■ Stated goal: Return the data below word for word, with every line unchanged and in the same order.

■ Data for this task:
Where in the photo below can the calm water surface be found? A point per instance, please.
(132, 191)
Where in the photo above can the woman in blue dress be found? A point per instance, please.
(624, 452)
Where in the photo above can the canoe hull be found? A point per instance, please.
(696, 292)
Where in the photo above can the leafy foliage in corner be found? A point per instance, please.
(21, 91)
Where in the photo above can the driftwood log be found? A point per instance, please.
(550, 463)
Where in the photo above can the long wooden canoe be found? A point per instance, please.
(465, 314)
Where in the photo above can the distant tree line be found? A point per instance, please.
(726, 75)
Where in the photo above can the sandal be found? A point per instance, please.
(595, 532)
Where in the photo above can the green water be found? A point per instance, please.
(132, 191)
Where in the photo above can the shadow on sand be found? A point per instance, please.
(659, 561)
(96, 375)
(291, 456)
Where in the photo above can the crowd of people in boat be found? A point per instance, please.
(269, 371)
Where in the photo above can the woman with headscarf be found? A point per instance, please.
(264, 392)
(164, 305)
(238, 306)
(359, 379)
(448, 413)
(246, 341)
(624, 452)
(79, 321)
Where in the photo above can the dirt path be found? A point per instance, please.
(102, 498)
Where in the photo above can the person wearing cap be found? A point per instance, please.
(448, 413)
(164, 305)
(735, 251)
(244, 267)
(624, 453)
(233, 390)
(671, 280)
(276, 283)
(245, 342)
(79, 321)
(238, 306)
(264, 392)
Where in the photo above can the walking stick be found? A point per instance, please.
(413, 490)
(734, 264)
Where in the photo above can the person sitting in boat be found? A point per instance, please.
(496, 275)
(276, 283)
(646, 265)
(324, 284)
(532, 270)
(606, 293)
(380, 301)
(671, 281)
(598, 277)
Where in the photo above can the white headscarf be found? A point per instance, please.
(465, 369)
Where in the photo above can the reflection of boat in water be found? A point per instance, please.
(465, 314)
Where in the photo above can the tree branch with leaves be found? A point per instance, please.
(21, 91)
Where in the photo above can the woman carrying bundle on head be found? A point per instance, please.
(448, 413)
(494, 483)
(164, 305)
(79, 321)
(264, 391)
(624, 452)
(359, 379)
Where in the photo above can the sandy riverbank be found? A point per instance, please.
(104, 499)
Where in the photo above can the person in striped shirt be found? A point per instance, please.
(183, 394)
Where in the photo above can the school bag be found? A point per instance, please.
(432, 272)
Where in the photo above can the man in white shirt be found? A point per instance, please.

■ Output for this task:
Where in the photo below can the calm water surface be found? A point per instance, please.
(132, 191)
Where in the photo above can the woman in blue dress be found? A point per instance, please.
(624, 452)
Where in the photo above can the canoe hull be found? A point per instance, please.
(696, 292)
Where in the photo above can the leafy foliage in corner be found? A point per instance, please.
(21, 91)
Where in the photo above can the driftwood log be found? A point per instance, please.
(550, 463)
Where in the photo above can the long wooden canoe be found? A point per instance, please.
(465, 314)
Where in the photo above can the distant tree line be found? A point per instance, please.
(726, 75)
Where in the photo above can the sandal be found? A point per instance, please.
(595, 532)
Where in the photo above can the green water be found? A point per instance, please.
(132, 191)
Where in the photo above can the shadow on sand be found? A point per instance, please.
(659, 561)
(96, 375)
(291, 456)
Where in the photo above can the crowd of people in boat be found? A point per instance, please.
(269, 371)
Where in the photo above can the woman with headscarf be found? A point per instance, please.
(264, 392)
(164, 305)
(238, 306)
(359, 379)
(448, 413)
(246, 341)
(624, 452)
(79, 321)
Where in the photo above can the dirt path be found? A point per instance, please.
(102, 498)
Where in the photo above can the person wearing cap be found? A point per instance, please.
(448, 413)
(164, 305)
(735, 251)
(244, 267)
(624, 453)
(233, 390)
(671, 280)
(276, 283)
(245, 342)
(79, 321)
(238, 306)
(264, 392)
Where in the photo above can the walking stick be found? A point per instance, please.
(413, 490)
(734, 264)
Where in the photo above can the person sitting in boat be found? A point per instance, please.
(496, 275)
(276, 283)
(646, 265)
(324, 284)
(532, 270)
(606, 293)
(380, 301)
(671, 281)
(598, 277)
Where in the photo above can the white headscarf be found? A point per instance, please.
(465, 369)
Where in the photo above can the reflection of boat in water be found? A point per instance, please.
(465, 314)
Where in the photo above can the tree branch with leaves be found? A point per instance, please.
(21, 91)
Where in the photo above can the woman carrying bundle on head be found? A point per instance, please.
(448, 413)
(494, 483)
(164, 305)
(79, 321)
(264, 391)
(624, 452)
(359, 379)
Where in the photo above can the sandy riverbank be found? A point per instance, please.
(104, 499)
Where in the photo above can the person in striped shirt be found? A point per instance, please.
(183, 394)
Where in the photo above can the school bag be found? A point per instance, please.
(432, 272)
Where in the photo above can the man in white shirt be found? A point per instance, please.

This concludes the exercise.